## Work required
Look for "the monkey's eye" in the listing below, then copy exactly the line it appears in and all lines after it to the end, and nothing more.

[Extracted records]
·····

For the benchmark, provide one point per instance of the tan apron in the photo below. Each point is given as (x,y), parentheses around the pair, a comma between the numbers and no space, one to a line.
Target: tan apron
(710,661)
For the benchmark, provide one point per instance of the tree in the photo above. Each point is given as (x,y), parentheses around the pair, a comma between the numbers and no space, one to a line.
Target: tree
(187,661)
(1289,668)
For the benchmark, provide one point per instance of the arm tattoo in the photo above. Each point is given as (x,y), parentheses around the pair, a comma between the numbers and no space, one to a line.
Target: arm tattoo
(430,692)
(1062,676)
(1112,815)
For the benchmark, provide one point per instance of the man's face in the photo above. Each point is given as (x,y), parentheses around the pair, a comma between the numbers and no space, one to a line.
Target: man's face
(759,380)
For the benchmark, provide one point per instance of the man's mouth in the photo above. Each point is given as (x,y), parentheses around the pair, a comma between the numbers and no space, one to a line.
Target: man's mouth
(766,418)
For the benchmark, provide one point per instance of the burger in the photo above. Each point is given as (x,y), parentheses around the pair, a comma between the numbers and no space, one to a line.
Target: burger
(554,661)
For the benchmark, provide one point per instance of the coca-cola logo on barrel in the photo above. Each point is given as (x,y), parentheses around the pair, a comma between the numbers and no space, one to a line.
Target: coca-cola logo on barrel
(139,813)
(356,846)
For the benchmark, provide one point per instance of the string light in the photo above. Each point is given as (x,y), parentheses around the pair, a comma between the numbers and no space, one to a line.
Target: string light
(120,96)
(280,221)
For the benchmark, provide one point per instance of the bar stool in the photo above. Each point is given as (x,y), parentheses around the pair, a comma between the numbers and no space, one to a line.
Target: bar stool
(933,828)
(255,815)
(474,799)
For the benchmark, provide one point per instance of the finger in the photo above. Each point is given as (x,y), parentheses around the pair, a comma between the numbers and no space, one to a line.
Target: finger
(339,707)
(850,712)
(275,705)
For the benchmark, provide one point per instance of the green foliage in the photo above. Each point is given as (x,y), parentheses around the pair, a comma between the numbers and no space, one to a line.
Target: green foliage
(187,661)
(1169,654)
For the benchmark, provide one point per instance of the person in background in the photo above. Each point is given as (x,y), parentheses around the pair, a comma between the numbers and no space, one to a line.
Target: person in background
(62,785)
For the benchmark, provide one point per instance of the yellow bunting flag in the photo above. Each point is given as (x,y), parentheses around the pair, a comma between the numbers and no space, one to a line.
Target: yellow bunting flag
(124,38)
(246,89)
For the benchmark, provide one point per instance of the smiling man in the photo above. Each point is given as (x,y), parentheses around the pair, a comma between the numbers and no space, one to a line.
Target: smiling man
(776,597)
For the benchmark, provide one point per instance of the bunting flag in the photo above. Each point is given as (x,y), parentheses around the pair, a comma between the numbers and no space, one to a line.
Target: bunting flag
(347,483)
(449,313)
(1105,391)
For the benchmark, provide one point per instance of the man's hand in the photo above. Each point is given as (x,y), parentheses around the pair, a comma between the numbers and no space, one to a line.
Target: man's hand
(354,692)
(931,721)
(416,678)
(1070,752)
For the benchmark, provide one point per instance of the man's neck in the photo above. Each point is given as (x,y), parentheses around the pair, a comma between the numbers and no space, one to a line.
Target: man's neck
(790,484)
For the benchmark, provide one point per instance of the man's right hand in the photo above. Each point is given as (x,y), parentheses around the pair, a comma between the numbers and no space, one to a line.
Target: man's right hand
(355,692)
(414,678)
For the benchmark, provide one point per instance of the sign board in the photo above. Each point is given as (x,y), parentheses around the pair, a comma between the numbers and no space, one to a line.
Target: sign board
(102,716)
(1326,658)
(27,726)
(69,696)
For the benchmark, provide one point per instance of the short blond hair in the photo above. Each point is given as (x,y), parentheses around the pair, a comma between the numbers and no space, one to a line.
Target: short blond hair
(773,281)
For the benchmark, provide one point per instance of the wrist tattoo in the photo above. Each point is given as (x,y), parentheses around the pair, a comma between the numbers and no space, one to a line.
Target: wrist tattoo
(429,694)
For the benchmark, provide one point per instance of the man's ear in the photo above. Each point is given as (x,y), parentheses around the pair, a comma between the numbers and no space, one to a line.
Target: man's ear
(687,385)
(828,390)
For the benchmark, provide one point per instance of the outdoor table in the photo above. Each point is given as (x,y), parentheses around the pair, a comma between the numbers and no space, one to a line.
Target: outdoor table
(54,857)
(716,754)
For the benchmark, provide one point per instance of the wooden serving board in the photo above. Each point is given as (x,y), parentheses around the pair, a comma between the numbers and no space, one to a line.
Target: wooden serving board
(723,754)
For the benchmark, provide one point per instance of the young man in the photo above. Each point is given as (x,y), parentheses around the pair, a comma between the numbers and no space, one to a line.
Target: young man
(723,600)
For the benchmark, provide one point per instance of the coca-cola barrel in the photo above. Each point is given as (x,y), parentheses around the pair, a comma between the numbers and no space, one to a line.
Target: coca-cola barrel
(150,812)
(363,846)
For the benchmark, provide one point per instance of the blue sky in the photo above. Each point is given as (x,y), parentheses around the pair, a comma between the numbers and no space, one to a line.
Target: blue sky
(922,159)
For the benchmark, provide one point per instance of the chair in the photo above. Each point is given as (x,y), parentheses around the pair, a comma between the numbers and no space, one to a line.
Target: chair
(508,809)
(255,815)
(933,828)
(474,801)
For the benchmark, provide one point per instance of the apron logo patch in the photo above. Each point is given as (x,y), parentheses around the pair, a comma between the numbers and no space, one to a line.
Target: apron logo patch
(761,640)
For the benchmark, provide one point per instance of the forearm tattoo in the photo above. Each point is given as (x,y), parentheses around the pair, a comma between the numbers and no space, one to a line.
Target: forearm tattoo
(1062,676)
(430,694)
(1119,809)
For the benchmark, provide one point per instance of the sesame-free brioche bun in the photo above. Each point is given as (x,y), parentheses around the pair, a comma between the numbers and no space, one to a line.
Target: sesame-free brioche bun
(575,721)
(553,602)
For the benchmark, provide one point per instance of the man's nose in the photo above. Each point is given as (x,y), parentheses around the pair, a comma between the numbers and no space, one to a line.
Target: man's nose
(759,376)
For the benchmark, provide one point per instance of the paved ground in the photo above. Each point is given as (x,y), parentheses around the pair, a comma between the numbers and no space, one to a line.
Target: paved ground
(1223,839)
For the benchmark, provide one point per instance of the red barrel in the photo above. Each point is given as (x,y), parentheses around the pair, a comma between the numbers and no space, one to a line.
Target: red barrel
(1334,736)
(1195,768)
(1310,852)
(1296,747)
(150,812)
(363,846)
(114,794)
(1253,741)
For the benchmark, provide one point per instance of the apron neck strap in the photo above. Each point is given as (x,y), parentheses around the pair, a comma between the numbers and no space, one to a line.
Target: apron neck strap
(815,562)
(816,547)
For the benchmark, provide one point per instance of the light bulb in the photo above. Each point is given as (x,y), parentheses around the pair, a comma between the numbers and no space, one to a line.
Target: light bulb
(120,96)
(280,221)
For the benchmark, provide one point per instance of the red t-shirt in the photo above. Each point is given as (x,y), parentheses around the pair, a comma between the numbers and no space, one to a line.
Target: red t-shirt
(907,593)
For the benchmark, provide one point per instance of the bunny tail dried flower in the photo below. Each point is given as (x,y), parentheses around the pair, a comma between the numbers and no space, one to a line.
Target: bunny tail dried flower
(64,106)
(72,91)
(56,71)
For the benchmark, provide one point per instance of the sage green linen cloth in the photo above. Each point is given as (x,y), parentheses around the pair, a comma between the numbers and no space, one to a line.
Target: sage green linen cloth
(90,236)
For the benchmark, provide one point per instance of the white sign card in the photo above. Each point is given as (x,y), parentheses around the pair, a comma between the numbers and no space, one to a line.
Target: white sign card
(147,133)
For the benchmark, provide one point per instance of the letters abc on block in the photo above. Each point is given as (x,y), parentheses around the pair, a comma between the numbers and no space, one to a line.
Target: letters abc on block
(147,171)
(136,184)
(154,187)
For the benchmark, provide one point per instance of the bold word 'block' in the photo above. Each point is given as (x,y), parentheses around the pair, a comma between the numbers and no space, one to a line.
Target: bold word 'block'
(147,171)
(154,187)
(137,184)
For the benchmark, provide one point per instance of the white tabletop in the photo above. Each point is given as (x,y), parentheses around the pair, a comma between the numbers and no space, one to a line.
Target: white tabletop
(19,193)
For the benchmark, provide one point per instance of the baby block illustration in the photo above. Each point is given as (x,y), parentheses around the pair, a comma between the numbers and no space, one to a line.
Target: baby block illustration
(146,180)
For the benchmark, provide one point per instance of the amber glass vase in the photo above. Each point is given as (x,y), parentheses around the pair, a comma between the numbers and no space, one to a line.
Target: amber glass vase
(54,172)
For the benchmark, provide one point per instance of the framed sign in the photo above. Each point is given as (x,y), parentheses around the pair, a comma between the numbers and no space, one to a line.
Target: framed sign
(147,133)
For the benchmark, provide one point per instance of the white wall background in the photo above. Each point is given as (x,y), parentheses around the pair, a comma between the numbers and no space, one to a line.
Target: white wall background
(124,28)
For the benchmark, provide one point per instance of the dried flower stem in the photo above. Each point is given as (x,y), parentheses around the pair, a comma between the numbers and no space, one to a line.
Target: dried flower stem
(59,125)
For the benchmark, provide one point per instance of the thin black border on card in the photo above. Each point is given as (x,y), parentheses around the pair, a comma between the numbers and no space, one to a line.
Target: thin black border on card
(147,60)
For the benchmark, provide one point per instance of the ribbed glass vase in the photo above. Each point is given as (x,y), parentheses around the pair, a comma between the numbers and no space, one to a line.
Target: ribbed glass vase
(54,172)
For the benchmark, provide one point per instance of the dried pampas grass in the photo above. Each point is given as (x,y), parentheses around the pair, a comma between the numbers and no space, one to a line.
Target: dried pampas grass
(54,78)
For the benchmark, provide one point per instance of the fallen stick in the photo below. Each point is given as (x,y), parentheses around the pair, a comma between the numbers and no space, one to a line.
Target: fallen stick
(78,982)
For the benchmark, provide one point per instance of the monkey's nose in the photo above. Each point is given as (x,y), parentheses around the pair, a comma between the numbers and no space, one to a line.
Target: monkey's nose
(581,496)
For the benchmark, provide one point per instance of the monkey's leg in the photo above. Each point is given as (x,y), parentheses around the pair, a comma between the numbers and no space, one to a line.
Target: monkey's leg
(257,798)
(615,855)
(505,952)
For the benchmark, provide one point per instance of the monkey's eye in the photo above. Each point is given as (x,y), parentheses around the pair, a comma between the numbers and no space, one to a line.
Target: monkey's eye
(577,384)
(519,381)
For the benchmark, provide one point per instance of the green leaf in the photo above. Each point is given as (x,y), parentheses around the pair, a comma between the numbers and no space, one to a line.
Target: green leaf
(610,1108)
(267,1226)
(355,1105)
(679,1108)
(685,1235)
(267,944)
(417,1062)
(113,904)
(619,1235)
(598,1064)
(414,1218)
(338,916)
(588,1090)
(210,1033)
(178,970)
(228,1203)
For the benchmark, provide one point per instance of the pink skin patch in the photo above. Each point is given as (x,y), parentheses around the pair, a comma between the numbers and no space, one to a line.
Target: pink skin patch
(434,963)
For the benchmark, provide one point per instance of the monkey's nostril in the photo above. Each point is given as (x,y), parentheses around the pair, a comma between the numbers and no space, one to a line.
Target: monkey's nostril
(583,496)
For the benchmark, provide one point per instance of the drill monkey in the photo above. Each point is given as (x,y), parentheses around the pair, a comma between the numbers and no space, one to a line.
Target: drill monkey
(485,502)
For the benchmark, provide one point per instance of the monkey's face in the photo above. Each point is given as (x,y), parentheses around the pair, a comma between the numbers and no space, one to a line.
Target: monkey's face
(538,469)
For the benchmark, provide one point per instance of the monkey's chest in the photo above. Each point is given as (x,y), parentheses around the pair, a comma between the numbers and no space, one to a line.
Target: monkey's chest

·····

## Response to the exercise
For the benchmark, provide one point per instance of the monkey's eye in the photo above. Each point is given as (x,y), parentheses around the pair, a comma between the numbers and no space, one to a line.
Target: monkey's eye
(577,384)
(519,381)
For the benchmark, provide one point per instance of the green leaf in the photo above. Each point is given as (x,y), parentheses around the pair, a comma between the numbers and no space, one to a line.
Target: green leaf
(610,1108)
(267,1226)
(355,1105)
(679,1108)
(685,1235)
(267,944)
(417,1062)
(113,904)
(619,1235)
(598,1064)
(414,1218)
(338,916)
(588,1090)
(210,1033)
(178,970)
(228,1203)
For the benchmark, provide one point per instance of the pink skin patch in the photo above. Each point is given as (x,y), parentheses around the pair, a comma between the numbers and no space, one to a line.
Target: pink skin patch
(434,963)
For the benchmark, provide one point per instance of the monkey's nostril in the photo above. Each point is given as (x,y), parentheses around the pair, a comma between the numbers and no space, one to a line.
Target: monkey's nostril
(583,496)
For the benchmark, provide one point per instance of the drill monkey in the photo above. Each point is given as (x,y), parentheses around the pair, a comma between the numbers and no space, one to a line.
Target: drill monkey
(485,502)
For the benchmark, provide one point per instance of the monkey's face in the photo above. Each point is given as (x,y), parentheses around the pair, a comma between the numbers and no space, one to a line.
Target: monkey's face
(538,469)
For the benchmark, provide one point per instance of the monkey's chest in the photo above. Each point is given as (x,y), parentheses around the pair, a comma between the numbers and no space, one to a line.
Target: monkey's chest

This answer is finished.